** Start INPUT FOR THIS TASK **

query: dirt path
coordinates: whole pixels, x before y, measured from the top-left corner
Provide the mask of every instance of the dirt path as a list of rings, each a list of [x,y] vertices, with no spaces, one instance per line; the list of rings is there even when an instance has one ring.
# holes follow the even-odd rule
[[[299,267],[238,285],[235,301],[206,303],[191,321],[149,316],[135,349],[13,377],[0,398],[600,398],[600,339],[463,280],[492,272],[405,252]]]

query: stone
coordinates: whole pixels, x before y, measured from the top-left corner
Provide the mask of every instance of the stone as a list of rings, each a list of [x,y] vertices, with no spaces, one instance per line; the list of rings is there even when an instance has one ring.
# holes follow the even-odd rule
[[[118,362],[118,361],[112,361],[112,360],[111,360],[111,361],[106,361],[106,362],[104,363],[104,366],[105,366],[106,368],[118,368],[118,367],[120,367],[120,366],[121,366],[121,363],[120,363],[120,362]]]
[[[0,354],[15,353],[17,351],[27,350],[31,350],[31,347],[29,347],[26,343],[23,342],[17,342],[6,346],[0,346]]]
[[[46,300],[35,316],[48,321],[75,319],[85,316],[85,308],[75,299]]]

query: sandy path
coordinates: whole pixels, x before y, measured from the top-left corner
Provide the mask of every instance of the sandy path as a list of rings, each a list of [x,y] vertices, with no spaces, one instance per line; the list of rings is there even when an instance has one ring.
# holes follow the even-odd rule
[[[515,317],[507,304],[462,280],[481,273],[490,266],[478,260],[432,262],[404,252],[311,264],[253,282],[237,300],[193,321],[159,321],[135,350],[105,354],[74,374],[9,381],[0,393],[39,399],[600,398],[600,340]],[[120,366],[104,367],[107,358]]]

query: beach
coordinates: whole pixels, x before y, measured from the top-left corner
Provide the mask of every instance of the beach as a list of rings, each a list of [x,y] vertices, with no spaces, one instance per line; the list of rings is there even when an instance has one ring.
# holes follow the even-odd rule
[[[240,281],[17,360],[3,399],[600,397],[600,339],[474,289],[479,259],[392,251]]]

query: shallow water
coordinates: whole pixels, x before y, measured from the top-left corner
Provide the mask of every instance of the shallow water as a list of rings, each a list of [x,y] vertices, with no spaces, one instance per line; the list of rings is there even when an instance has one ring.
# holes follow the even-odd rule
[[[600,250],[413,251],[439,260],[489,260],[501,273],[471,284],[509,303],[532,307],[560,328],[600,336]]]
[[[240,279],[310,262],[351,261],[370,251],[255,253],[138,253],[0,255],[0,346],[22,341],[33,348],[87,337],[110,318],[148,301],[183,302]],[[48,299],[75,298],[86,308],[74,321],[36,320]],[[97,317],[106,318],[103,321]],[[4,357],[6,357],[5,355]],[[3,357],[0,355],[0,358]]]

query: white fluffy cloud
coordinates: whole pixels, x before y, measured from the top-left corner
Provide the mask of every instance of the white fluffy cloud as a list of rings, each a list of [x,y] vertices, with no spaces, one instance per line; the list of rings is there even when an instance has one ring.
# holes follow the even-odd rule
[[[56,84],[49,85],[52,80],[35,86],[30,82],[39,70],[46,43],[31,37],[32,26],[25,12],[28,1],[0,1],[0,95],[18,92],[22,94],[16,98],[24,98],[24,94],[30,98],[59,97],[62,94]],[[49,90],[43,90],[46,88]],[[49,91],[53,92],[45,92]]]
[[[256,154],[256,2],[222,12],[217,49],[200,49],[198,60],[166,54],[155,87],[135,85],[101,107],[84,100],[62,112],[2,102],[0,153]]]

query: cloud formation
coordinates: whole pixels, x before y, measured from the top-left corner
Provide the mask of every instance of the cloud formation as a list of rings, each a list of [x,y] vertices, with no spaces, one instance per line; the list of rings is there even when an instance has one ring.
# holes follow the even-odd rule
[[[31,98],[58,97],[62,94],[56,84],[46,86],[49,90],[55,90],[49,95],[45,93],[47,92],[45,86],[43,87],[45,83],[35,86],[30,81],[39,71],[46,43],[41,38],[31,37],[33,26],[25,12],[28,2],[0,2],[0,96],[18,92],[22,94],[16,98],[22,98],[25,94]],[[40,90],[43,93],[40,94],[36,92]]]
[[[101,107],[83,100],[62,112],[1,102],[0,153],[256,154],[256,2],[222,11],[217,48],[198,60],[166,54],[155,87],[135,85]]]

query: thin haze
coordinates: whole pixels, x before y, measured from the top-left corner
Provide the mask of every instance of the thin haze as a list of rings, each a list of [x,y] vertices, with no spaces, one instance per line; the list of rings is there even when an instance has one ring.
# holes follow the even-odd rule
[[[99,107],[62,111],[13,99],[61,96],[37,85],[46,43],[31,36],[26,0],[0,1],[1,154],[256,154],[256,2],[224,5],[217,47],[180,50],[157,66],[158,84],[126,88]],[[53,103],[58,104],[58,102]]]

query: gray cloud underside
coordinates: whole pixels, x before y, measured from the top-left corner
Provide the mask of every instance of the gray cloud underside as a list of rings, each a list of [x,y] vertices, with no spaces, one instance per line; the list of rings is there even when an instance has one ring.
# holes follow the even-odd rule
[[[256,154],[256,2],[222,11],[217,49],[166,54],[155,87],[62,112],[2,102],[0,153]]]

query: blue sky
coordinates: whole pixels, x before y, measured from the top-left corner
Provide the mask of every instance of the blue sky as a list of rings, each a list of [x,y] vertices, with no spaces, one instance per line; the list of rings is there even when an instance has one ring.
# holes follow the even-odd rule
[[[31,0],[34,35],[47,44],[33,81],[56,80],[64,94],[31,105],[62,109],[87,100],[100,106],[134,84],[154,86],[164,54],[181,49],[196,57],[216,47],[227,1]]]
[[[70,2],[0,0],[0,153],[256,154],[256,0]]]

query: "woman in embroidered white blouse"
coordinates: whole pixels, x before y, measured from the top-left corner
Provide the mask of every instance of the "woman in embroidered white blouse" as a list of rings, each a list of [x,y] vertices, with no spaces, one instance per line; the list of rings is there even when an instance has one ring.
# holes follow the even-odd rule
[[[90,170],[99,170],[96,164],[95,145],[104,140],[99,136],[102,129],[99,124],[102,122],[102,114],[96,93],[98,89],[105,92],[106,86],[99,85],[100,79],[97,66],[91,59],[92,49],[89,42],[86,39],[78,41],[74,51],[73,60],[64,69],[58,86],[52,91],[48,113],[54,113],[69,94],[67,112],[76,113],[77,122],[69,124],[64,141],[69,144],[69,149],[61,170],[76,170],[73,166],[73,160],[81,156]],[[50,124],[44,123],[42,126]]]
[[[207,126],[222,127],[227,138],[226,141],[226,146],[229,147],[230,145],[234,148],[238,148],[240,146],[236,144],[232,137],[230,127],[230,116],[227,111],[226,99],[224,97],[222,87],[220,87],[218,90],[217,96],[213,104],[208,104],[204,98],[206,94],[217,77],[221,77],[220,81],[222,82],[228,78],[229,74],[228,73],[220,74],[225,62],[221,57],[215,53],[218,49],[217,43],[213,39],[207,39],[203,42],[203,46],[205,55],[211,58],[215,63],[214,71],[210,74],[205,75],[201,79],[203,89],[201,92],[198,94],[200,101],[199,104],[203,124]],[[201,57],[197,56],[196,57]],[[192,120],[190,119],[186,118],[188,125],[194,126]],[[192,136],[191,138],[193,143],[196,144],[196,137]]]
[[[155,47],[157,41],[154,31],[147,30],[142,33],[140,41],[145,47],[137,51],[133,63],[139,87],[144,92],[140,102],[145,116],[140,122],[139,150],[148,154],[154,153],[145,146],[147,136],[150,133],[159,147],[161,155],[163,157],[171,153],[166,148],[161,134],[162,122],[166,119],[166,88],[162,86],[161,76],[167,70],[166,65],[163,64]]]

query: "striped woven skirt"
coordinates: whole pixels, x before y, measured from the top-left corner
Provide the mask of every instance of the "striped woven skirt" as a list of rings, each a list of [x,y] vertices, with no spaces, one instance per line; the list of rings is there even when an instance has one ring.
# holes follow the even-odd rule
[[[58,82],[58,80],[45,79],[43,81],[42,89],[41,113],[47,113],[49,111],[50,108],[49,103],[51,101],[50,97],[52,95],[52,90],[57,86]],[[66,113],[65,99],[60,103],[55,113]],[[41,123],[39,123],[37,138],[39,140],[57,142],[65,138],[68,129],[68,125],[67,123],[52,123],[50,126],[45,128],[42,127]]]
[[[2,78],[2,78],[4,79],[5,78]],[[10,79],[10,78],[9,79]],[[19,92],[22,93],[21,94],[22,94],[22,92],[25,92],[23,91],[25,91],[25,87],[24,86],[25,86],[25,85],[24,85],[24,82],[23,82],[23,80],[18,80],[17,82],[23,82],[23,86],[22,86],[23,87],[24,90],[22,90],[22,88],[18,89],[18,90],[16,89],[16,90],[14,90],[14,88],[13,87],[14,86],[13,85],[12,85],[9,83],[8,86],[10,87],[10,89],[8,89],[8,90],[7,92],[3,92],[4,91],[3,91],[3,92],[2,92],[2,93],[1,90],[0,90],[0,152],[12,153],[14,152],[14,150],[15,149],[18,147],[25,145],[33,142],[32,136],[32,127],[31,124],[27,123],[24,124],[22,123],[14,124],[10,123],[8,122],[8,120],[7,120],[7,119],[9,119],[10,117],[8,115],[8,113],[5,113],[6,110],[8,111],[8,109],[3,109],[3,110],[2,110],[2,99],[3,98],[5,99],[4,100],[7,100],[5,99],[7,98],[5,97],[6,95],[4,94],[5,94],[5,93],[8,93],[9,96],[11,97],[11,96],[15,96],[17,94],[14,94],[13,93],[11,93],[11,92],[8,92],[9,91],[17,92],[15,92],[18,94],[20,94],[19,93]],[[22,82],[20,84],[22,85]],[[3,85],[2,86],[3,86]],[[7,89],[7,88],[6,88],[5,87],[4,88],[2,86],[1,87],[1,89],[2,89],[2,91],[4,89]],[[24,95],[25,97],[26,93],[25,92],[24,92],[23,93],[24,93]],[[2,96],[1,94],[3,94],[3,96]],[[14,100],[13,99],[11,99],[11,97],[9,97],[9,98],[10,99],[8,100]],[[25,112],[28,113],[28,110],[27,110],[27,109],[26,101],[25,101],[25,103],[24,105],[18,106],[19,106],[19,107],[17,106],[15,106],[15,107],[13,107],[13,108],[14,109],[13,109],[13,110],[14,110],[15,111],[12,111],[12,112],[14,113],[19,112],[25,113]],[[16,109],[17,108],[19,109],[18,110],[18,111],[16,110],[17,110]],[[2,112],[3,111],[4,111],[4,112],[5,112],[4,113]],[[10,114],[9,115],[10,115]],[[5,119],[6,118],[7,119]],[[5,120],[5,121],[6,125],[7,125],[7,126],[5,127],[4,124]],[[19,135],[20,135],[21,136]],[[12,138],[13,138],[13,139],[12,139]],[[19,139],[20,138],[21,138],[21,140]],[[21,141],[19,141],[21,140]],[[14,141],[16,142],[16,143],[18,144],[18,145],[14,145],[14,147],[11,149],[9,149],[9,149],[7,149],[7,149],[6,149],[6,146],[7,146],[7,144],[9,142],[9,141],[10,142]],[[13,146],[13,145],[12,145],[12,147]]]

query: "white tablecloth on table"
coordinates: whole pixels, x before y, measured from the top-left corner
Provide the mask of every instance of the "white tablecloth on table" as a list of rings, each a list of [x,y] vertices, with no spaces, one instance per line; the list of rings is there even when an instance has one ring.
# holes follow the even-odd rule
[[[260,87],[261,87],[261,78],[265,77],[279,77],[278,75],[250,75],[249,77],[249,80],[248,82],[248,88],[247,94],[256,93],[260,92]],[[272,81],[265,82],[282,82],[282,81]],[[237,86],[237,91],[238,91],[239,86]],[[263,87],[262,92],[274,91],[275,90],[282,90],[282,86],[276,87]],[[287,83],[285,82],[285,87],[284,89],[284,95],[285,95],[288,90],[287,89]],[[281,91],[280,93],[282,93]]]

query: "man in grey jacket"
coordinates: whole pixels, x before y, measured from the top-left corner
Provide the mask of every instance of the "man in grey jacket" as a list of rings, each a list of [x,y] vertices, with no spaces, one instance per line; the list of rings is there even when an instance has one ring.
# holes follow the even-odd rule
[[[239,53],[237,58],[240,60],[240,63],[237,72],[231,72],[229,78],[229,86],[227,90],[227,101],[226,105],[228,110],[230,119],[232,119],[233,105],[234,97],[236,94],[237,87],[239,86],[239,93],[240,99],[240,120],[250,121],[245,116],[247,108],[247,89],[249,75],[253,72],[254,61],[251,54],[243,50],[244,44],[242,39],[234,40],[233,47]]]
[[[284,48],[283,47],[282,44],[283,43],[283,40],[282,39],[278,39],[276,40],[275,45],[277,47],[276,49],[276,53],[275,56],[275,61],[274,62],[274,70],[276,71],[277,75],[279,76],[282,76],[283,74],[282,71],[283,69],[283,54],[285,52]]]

** End INPUT FOR THIS TASK **

▸ JOB
Rewrite the rows as a numbered list, beginning at the line that contains "query: blue sky" and stopping after the line that contains "[[[70,2],[0,0],[0,153],[256,154],[256,0]]]", and leave out any blank lines. Include only those lines.

▸ RESULT OF THE TASK
1. query: blue sky
2. coordinates: whole pixels, x before y, measured from the top-left corner
3. Provide the mask of every instance of the blue sky as a list of rings, each a list of [x,y] vertices, with no spaces, one instance per line; the list of rings is there even when an instance has one ring.
4. # holes follow the even-odd rule
5. [[[31,0],[34,35],[47,44],[33,81],[56,80],[64,94],[31,105],[62,109],[87,100],[100,106],[134,84],[154,86],[164,54],[181,49],[196,57],[216,47],[227,1]]]
6. [[[70,2],[0,0],[0,153],[256,154],[256,0]]]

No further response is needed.